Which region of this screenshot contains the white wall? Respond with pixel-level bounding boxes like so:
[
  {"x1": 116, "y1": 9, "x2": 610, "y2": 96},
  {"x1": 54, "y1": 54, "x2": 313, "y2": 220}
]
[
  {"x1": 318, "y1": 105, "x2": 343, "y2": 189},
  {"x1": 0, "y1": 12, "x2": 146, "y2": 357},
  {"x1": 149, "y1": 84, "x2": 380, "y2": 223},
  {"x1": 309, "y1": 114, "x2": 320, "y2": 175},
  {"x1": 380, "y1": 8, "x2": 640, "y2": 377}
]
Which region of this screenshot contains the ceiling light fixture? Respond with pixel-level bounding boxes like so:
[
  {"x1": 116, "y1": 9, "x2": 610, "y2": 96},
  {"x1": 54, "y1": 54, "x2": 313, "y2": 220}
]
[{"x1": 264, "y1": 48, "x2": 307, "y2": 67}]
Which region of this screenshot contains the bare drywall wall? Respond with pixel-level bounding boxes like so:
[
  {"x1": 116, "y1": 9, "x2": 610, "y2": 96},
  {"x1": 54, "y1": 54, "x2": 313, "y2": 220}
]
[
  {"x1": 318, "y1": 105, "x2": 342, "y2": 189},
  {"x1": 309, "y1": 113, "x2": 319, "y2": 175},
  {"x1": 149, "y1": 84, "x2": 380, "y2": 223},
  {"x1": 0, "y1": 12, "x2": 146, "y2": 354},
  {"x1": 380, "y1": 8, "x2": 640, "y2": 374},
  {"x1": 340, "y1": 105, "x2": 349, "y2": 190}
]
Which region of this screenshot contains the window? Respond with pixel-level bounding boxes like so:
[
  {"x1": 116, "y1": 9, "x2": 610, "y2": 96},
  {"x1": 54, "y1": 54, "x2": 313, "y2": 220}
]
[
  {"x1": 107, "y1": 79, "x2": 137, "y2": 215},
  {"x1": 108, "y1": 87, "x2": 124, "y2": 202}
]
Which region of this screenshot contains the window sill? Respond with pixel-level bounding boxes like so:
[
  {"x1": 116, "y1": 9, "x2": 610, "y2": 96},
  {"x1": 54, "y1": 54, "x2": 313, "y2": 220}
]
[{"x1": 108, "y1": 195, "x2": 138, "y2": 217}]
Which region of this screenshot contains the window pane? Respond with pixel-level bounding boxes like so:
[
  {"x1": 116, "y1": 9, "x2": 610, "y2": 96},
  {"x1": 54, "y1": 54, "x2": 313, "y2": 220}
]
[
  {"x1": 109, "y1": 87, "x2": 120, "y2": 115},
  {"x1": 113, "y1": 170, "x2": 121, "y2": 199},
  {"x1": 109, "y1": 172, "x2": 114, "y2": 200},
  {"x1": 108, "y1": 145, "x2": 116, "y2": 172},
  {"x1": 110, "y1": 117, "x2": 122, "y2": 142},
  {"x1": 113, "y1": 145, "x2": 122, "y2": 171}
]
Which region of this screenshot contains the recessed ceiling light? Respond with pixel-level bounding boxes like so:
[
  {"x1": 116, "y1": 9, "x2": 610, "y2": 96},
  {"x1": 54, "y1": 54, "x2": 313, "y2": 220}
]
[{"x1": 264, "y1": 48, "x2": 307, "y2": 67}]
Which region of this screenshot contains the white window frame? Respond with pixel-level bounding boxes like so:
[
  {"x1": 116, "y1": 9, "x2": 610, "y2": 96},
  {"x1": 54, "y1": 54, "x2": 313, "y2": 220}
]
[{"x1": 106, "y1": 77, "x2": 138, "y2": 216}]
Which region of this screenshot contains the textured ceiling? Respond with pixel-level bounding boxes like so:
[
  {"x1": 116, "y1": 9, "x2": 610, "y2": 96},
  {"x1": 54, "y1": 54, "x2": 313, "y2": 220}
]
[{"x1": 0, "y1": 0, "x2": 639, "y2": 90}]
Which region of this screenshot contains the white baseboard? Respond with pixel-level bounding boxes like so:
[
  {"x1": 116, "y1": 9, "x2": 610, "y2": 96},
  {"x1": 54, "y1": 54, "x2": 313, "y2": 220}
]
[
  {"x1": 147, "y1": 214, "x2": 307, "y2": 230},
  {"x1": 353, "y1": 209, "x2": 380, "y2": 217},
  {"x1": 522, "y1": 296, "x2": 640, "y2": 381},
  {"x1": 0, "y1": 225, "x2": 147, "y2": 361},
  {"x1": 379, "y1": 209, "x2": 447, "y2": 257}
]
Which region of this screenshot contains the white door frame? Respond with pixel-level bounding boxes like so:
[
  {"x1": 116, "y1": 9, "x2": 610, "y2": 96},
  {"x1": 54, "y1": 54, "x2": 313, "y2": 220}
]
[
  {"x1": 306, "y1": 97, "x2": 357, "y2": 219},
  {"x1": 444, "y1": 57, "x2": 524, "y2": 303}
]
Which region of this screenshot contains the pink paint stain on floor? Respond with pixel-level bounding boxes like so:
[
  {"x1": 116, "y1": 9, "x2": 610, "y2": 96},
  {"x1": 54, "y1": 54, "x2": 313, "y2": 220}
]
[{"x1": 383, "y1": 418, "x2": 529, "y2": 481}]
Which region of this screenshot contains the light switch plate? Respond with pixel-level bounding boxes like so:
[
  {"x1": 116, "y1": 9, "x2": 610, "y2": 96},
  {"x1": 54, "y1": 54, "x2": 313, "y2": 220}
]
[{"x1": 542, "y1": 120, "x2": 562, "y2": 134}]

• Exercise goal
Reproduce every line from the one containing "Which region of this screenshot contains the pink" through the end of the rows, requests included, shifting each coordinate in the answers by -20. Leave the numbers in the requests and their format samples unchanged.

• The completed task
Which region of this screenshot contains the pink paint stain on floor? Respond with pixel-level bounding boxes like so:
[
  {"x1": 116, "y1": 9, "x2": 610, "y2": 96},
  {"x1": 54, "y1": 54, "x2": 313, "y2": 220}
]
[{"x1": 363, "y1": 398, "x2": 509, "y2": 461}]
Which region of this screenshot contains the light switch plate? Respond with pixel-level bounding boxes like so:
[
  {"x1": 116, "y1": 9, "x2": 610, "y2": 96},
  {"x1": 54, "y1": 54, "x2": 313, "y2": 220}
]
[{"x1": 522, "y1": 100, "x2": 542, "y2": 114}]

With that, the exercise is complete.